» Extrait fourni
^^^^^^^^
Je serai à Lausanne à la fin du mois pour donner deux conférences : une sur Zoopolis et l’agentivité animale, l’autre sur les réflexions issues de mon mémoire de recherche en sociologie (une approche matérialiste de la question animale, proche de celle proposée par le courant théorique du black veganism).
Merci à l’EVA, pôle des étudiant·e·s véganes et animalistes de l’association écologiste Unipoly, pour l’invitation !
👉 L’espèce comme variable sociologique : point de vue matérialisme et black veganism
Le spécisme est à l’espèce ce que le racisme est à la race et le sexisme au sexe. Or, plus personne aujourd’hui ne parle de sexe ou de race comme s’il s’agissait de simples appartenances biologiques. On parle de genre, de racisation, de blanchité, de personnes sexisées et racisées… Ces termes, déstabilisants au premier abord, sont le fruit d’un travail épistémologique salutaire. Ils permettent de mieux comprendre les phénomènes complexes que sont le racisme et le sexisme en tant que rapports sociaux. Dès lors, que pourrait donner la démarche visant à faire à l’espèce ce que les études féministes et les études critiques de la race ont fait au sexe et à la race ?
^^^^^^^^
(Données collectées)
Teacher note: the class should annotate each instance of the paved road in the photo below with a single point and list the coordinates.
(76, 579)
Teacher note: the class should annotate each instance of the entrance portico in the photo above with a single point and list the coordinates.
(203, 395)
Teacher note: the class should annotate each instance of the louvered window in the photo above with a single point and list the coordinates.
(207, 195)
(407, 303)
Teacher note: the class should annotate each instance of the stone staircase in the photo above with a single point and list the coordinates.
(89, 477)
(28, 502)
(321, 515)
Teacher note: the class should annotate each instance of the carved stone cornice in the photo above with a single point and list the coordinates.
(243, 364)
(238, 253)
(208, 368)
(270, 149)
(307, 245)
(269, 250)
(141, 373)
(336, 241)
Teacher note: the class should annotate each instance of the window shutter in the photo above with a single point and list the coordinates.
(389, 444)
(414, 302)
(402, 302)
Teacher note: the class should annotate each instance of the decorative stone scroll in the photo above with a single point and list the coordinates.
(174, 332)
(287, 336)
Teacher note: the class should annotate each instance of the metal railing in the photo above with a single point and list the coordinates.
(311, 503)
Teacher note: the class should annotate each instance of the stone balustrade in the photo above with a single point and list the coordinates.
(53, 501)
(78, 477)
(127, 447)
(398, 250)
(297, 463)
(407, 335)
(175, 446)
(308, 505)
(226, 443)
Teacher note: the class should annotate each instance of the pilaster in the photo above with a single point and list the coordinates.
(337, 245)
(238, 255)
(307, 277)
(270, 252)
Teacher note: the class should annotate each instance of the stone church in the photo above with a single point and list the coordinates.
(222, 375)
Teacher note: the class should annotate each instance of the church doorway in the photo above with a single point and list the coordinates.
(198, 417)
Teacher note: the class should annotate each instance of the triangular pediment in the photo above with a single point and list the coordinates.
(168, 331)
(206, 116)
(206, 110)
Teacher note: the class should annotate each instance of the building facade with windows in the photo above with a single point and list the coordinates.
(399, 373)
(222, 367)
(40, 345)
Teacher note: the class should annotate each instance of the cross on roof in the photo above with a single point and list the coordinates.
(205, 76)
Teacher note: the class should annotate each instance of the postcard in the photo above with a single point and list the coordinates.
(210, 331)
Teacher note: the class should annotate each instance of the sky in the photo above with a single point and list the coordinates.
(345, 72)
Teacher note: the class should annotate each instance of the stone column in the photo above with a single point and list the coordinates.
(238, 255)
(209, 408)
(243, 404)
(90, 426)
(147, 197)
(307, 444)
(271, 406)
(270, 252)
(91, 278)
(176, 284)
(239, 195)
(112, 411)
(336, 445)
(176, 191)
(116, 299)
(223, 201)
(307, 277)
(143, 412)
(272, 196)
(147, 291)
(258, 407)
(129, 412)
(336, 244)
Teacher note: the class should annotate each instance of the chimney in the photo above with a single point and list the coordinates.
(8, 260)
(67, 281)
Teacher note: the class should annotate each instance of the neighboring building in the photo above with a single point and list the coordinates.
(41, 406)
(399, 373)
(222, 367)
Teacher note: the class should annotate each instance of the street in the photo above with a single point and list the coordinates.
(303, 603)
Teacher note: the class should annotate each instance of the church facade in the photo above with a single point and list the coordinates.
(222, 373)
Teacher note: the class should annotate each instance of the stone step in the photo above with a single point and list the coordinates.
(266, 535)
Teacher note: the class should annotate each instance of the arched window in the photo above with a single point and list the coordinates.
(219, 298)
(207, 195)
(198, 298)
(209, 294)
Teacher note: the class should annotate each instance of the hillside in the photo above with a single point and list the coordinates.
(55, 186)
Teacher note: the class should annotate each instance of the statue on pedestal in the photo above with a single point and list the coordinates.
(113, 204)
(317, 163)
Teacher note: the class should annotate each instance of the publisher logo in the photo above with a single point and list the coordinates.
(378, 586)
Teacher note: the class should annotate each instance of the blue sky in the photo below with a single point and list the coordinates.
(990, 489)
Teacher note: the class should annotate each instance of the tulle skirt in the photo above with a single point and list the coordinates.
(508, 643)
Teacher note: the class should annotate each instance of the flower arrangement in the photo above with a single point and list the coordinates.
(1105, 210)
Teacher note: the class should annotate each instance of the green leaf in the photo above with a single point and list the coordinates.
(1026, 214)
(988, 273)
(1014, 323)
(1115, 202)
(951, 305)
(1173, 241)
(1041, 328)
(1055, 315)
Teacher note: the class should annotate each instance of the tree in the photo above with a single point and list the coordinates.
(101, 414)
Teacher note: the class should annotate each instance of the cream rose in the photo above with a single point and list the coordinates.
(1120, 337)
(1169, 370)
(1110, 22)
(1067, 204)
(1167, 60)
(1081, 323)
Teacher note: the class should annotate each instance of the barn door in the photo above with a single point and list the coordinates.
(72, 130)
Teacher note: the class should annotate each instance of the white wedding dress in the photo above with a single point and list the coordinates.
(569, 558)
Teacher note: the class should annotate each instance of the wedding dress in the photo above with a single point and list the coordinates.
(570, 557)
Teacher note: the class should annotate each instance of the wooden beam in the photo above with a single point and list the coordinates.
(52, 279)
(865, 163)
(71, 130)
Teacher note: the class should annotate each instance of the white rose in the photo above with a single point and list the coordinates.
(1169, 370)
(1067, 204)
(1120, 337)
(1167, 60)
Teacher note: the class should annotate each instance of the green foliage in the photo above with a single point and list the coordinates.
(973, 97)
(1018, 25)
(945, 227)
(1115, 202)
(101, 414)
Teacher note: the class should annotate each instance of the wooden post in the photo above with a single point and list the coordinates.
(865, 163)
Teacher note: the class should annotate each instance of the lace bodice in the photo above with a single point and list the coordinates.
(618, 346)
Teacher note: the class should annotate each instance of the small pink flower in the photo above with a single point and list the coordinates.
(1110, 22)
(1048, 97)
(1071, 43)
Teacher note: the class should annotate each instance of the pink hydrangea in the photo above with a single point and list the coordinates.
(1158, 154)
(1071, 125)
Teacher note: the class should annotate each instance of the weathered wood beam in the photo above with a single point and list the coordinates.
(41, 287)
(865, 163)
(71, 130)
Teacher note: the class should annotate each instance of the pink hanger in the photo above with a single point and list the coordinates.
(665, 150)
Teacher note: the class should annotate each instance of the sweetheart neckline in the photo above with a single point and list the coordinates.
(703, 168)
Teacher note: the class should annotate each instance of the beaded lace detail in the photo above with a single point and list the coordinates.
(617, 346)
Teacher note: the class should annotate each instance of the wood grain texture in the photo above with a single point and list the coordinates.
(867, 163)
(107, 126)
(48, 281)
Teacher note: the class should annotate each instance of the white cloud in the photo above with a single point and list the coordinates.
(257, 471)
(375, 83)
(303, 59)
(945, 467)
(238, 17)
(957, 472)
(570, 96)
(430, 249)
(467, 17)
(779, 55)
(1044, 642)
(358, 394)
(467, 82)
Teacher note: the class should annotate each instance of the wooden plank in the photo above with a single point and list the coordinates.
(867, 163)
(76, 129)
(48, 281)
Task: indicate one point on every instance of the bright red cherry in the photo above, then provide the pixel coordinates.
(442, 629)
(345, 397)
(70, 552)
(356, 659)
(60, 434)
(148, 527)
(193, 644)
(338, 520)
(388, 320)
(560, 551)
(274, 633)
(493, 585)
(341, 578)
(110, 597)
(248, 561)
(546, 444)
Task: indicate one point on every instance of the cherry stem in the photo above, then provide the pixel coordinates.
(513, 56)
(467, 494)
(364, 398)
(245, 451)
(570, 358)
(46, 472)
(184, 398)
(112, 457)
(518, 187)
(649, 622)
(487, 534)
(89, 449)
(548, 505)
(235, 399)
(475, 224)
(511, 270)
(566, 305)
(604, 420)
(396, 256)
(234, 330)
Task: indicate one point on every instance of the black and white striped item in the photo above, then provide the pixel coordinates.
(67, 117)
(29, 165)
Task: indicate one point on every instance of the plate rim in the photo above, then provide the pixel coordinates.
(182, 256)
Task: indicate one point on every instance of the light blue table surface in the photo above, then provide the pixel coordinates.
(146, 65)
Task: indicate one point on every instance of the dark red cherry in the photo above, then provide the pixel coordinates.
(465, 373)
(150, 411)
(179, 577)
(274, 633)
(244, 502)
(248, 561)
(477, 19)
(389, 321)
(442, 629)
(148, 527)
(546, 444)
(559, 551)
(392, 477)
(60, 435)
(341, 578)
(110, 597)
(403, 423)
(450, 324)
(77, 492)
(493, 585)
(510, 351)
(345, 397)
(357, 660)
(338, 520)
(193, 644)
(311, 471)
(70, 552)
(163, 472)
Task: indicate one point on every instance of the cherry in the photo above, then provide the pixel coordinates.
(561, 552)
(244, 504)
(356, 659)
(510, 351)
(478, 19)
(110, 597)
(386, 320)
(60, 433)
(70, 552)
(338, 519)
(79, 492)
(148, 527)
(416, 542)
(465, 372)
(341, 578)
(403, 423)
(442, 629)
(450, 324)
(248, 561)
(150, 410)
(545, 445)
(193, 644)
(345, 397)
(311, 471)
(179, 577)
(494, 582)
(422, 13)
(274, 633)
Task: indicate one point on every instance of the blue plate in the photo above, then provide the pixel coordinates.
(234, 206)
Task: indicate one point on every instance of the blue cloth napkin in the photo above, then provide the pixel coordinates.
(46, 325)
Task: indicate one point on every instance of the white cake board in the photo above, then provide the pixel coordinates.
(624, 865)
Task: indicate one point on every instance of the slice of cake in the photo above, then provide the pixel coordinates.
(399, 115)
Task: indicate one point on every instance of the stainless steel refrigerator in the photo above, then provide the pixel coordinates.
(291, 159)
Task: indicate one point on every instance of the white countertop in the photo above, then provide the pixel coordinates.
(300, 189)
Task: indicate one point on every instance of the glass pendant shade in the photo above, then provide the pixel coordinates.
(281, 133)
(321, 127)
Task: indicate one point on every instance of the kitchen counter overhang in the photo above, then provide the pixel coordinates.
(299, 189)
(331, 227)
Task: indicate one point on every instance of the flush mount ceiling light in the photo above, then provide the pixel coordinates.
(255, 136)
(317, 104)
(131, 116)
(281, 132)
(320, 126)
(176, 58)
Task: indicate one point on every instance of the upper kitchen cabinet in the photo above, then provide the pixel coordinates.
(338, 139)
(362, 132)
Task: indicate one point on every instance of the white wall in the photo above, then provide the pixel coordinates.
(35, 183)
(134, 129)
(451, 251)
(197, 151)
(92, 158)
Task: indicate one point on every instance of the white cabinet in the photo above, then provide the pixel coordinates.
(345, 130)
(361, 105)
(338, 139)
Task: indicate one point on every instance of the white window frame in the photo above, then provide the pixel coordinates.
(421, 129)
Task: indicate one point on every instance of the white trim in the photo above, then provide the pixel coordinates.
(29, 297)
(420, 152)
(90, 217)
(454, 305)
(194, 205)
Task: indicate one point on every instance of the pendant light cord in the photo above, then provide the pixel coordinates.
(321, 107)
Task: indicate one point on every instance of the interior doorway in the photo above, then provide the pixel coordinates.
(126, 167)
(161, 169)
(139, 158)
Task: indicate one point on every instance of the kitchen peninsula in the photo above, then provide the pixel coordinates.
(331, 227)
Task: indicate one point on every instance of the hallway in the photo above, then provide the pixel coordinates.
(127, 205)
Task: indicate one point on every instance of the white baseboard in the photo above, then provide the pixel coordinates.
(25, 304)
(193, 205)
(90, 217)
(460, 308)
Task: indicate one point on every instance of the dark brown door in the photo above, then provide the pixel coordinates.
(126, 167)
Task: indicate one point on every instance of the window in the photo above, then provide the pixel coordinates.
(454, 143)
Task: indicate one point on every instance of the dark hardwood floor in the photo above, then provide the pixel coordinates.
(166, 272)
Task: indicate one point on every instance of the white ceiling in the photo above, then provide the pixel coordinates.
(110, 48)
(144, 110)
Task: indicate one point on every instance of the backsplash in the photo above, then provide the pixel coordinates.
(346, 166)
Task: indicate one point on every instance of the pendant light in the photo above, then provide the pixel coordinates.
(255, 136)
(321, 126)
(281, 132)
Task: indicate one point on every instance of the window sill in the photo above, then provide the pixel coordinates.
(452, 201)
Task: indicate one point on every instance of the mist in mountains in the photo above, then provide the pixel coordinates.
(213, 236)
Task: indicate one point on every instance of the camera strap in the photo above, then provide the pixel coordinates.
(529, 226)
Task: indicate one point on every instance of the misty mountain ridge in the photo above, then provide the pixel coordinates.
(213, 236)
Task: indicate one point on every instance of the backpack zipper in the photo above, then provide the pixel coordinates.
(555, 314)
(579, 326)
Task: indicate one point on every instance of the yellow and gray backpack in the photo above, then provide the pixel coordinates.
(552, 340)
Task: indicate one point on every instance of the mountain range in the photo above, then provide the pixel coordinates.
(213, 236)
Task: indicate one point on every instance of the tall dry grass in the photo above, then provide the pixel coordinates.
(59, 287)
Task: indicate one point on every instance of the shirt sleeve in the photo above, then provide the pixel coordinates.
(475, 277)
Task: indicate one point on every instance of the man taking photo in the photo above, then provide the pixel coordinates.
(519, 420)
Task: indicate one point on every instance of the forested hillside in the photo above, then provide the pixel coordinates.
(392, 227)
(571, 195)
^^^^^^^^
» Consignes
(A) Indiquez si chacune des affirmations suivantes concorde avec l'extrait : (i) trois conférences sont annoncées à Lausanne ; (ii) l'invitation vient de l'EVA, pôle de l'association Unipoly ; (iii) plus personne ne parle de sexe ou de race comme de simples appartenances biologiques. Répondez par oui ou non et citez à l'identique les mots de l'extrait qui tranchent.
(B) Reproduisez fidèlement le passage de l'extrait qui commence par les mots « Je serai à Lausanne » et s'achève sur « du black veganism). ».

» Réponses par consigne
(A)
(i) Non : « pour donner deux conférences ».
(ii) Oui : « Merci à l’EVA, pôle des étudiant·e·s véganes et animalistes de l’association écologiste Unipoly, pour l’invitation ! »
(iii) Oui : « Or, plus personne aujourd’hui ne parle de sexe ou de race comme s’il s’agissait de simples appartenances biologiques. »

(B)
Je serai à Lausanne à la fin du mois pour donner deux conférences : une sur Zoopolis et l’agentivité animale, l’autre sur les réflexions issues de mon mémoire de recherche en sociologie (une approche matérialiste de la question animale, proche de celle proposée par le courant théorique du black veganism).